§ Tugas:
Lanjutkan kutipan teks tentang jawaban Rasulullah Saw. kepada bani ‘Amir bin Sha’sha’ah, dimulai setelah kalimat terakhirnya.

§ Kutipan teks:

= = = = = = =

Rasulullah Saw. telah
berkata kepada bani ‘Amir bin Sha’sha’ah ketika beliau mendakwahkan Islam
kepada mereka dan meminta nushrah
(pertolongan) kepada mereka:
‘Perkara
(kekuasaan Islam) itu di tangan Allah, Dialah Yang menetapkan sekehendak-Nya’. (Sirah Ibnu Hisyam)
Ini diucapkan beliau
tatkala mereka meminta kepada beliau (sebagai syarat pertolongan mereka) agar
kendali kekuasaan diberikan kepada mereka setelah wafatnya Rasulullah Saw. Hal
itu terjadi pada saat kondisi beliau Saw. sangat membutuhkan adanya orang (pihak)
yang dapat menolong dakwah.
Apa yang dilakukan
Rasulullah saw merupakan ajakan yang benar, dan perintah Allah-lah yang
menjadikannya benar di dalam perkataannya tanpa mengindahkan lagi bujuk rayu
dan tawar menawar (kompromi), agar dapat diketahui dengan jelas orang-orang
yang benar dan orang-orang yang salah.

= = = = = = =

§ Baris tersedia:
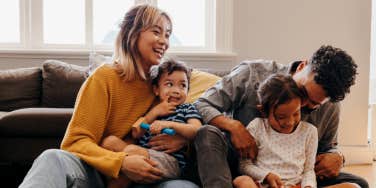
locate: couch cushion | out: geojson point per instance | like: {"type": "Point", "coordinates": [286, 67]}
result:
{"type": "Point", "coordinates": [20, 88]}
{"type": "Point", "coordinates": [35, 122]}
{"type": "Point", "coordinates": [61, 83]}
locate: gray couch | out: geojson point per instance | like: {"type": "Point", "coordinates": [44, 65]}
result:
{"type": "Point", "coordinates": [36, 105]}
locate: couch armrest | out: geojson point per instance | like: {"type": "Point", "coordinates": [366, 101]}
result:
{"type": "Point", "coordinates": [35, 122]}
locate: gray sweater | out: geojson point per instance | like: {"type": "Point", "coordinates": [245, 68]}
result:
{"type": "Point", "coordinates": [236, 96]}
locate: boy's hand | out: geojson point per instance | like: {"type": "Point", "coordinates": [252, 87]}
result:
{"type": "Point", "coordinates": [274, 181]}
{"type": "Point", "coordinates": [157, 126]}
{"type": "Point", "coordinates": [164, 108]}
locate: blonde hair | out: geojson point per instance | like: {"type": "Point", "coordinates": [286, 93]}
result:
{"type": "Point", "coordinates": [136, 20]}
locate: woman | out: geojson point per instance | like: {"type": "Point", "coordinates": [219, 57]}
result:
{"type": "Point", "coordinates": [108, 103]}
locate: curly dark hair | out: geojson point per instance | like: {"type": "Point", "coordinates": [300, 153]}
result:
{"type": "Point", "coordinates": [169, 65]}
{"type": "Point", "coordinates": [277, 89]}
{"type": "Point", "coordinates": [335, 71]}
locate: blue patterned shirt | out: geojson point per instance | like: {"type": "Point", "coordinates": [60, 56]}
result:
{"type": "Point", "coordinates": [182, 113]}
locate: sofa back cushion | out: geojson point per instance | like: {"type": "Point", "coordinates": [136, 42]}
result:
{"type": "Point", "coordinates": [20, 88]}
{"type": "Point", "coordinates": [61, 83]}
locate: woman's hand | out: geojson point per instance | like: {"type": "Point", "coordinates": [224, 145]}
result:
{"type": "Point", "coordinates": [157, 126]}
{"type": "Point", "coordinates": [141, 169]}
{"type": "Point", "coordinates": [167, 143]}
{"type": "Point", "coordinates": [274, 181]}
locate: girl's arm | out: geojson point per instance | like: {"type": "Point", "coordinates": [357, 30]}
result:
{"type": "Point", "coordinates": [309, 176]}
{"type": "Point", "coordinates": [187, 130]}
{"type": "Point", "coordinates": [247, 167]}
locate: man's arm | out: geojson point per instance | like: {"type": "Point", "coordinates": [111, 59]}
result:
{"type": "Point", "coordinates": [225, 96]}
{"type": "Point", "coordinates": [329, 160]}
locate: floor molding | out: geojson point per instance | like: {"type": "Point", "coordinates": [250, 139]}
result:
{"type": "Point", "coordinates": [357, 154]}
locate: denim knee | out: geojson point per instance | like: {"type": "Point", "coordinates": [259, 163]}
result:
{"type": "Point", "coordinates": [50, 154]}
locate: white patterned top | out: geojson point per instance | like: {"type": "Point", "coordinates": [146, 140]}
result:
{"type": "Point", "coordinates": [290, 156]}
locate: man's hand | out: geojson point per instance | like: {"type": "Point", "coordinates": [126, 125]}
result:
{"type": "Point", "coordinates": [243, 141]}
{"type": "Point", "coordinates": [141, 169]}
{"type": "Point", "coordinates": [167, 143]}
{"type": "Point", "coordinates": [328, 165]}
{"type": "Point", "coordinates": [274, 181]}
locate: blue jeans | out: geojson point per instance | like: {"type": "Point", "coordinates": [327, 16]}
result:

= = = = = = =

§ Hasil berikut:
Rasulullah Saw. telah
mengatakan kepada paman beliau Abi Thalib:
“Demi Allah, wahai
pamanku, seandainya mereka meletakkan matahari di tangan kananku dan bulan
ditangan kiriku agar aku meninggalkan perkara ini (dakwah) maka aku tidak akan
meninggalkannya sampai Allah akan memenangkanku atau aku binasa karenanya.”
(Sirah Ibnu Hisyam)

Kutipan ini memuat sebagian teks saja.